### YOUR OBJECTIVE
Copy out, word for word, everything in the Scala.js text from "This means that Scala.js" down to "modern web programming.".

### TEXT TO READ
SCALA.JS AND ITS DESIGN

Scala.js, foremost, is a Scala compiler. That is, it takes .scala files, and compiles them to an intermediate bytecode specifically designed for JavaScript (.sjsir) files. When combined with .sbt, you can then produce an actual .js file.

This means that Scala.js does not work with Java source code, nor does it work with JVM bytecode. This means that when using Scala.js, you must use pure Scala code and any dependencies that you may have also have to be written in pure Scala. For this reason, you may have difficulties in using Scala.js in a project that heavily uses Java (either directly or indirectly). Strong integration with Scala.js and SBT means that it's quite easy to cross compile Scala projects. Although, you may think that this limitation is quite severe, it also means that Scala.js provides many benefits that are critical in providing practical success in modern web programming.

### DATASET EXCERPTS
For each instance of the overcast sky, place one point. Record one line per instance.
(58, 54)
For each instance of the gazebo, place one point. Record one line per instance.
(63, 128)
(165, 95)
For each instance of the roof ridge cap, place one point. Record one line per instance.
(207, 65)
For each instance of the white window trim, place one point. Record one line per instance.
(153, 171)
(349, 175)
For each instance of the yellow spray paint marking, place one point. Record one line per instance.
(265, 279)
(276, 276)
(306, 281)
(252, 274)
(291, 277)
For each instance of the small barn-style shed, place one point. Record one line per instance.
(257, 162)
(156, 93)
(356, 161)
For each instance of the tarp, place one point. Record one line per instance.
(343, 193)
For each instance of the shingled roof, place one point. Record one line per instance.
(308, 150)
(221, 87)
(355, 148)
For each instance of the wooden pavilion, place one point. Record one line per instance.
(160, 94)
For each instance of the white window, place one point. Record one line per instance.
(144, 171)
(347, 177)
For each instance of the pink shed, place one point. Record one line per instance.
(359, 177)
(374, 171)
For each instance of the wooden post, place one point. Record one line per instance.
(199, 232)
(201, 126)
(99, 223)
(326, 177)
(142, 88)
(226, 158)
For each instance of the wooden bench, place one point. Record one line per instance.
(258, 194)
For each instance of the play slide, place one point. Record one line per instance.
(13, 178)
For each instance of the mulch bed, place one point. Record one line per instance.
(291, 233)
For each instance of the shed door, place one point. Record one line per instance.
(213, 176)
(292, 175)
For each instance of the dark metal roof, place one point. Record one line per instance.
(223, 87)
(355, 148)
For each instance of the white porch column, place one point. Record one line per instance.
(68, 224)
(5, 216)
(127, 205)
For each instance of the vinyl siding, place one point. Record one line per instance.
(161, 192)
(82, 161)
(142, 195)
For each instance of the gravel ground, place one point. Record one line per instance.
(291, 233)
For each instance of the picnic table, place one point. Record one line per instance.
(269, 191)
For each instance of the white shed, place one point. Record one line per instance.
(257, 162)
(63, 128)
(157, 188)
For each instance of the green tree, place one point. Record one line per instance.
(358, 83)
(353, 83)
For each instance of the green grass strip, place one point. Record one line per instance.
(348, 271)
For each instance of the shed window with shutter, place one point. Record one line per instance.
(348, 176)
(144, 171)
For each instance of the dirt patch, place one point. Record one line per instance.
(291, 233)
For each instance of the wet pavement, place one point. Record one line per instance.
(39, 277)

### TASK SOLUTION
This means that Scala.js does not work with Java source code, nor does it work with JVM bytecode. This means that when using Scala.js, you must use pure Scala code and any dependencies that you may have also have to be written in pure Scala. For this reason, you may have difficulties in using Scala.js in a project that heavily uses Java (either directly or indirectly). Strong integration with Scala.js and SBT means that it's quite easy to cross compile Scala projects. Although, you may think that this limitation is quite severe, it also means that Scala.js provides many benefits that are critical in providing practical success in modern web programming.